What you will do: Return every line of the items below as a JSON array of strings, one string per line, with blank lines omitted. Exclude the pictures from the output.
☆ ☆ ☆
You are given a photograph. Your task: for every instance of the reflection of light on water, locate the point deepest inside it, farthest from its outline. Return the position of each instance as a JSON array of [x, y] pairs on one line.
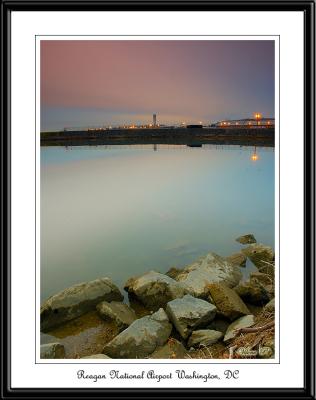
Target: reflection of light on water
[[254, 155]]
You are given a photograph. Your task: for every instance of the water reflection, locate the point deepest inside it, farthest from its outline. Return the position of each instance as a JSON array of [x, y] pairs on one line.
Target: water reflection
[[119, 211]]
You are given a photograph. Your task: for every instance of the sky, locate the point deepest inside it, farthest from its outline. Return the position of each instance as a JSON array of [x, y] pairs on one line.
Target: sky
[[89, 83]]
☆ ☆ ☆
Result of the task:
[
  "You are given a photograph. Your task: for every instance of the reflection of light on water, locate the point deepest inside it, farthest from its outline. Return the position of each instance as a JSON array of [x, y] pairs on one line.",
  "Target: reflection of light on water",
  "[[254, 155]]",
  "You are given a photograph. Your task: for every instance of the water reflection, locate the point deepest inside it, farthest from its outline. Return the position of each instance as a JSON array of [x, y] pairs on one line.",
  "Target: water reflection",
  "[[119, 211]]",
  "You are given a photograph. Your task: for every instance of the sky, locate the point deepest inside it, farthest from its outline. Return the position of each instance as a JSON array of [x, y] pairs on one line.",
  "Target: sky",
  "[[89, 83]]"
]